#### PAGE EXCERPT:
────────────────────────────────────────

France and Spain has all the people with Zero Balance while Germans do not have zero balance either when they left or they are currently with the bank.
Females are having the most zero balance in Spain.

In [None]:
plt.figure(figsize=(14,12))
plt.subplot(2,2,1)
sns.boxplot(x= df.Exited, y= df.Tenure, hue=df.Exited)
plt.subplot(2,2,2)
sns.boxplot(x= df.Gender, y= df.Tenure, hue=df.Exited)
plt.subplot(2,2,3)
sns.boxplot(x= df.Geography, y= df.Tenure, hue=df.Exited)
plt.subplot(2,2,4)
sns.boxplot(x= df.Geography, y= df.Tenure, hue=df.Gender)

In [None]:
plt.figure(figsize=(14,12))
plt.subplot(2,2,1)
sns.boxplot(x= df.Exited, y= df.NumOfProducts, hue=df.Exited)
plt.subplot(2,2,2)
sns.boxplot(x= df.Gender, y= df.NumOfProducts, hue=df.Exited)
plt.subplot(2,2,3)
sns.boxplot(x= df.Geography, y= df.NumOfProducts, hue=df.Exited)
plt.subplot(2,2,4)
sns.boxplot(x= df.Geography, y= df.NumOfProducts, hue=df.Gender)

In [None]:
plt.figure(figsize=(14,12))
plt.subplot(2,2,1)
sns.boxplot(x= df.Exited, y= df.EstimatedSalary, hue=df.Exited)
plt.subplot(2,2,2)
sns.boxplot(x= df.Gender, y= df.EstimatedSalary, hue=df.Exited)
plt.subplot(2,2,3)
sns.boxplot(x= df.Geography, y= df.EstimatedSalary, hue=df.Exited)
plt.subplot(2,2,4)
sns.boxplot(x= df.Geography, y= df.EstimatedSalary, hue=df.Gender)

### Inference
It seems that people left the bank has slightly more salary than who have not left the bank. But the difference seems small this can be a coincidence or sample error.

### We have seen the relations of Categoricals and Variables with Exited.
### Now we will try to see relation between variables.

In [None]:
df.head()

In [None]:
plt.figure(figsize=(14,12))
plt.subplot(2,2,1)
sns.regplot(x=df.Age, y=df.CreditScore)
plt.subplot(2,2,2)
sns.regplot(x=df.Age, y=df.Balance)
plt.subplot(2,2,3)
sns.regplot(x=df.Age, y=df.EstimatedSalary)
plt.subplot(2,2,4)
sns.boxplot(y=df.Age, x=df.HasCrCard, hue=df.HasCrCard)

In [None]:
df[df.Balance == 0].Exited.value_counts()

────────────────────────────────────────

#### SUPPLIED DATA:
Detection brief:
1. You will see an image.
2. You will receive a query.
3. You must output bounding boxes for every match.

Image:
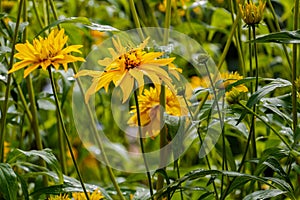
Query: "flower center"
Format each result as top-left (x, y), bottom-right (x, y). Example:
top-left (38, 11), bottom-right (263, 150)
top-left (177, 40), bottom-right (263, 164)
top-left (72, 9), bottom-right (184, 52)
top-left (123, 49), bottom-right (143, 69)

────────────────────────────────────────

What does the inference in the bank churn notebook excerpt say about the salaries of people who left the bank compared with those who did not?

People who left seem to have slightly higher salaries, but the difference is small and may be coincidence or sample error.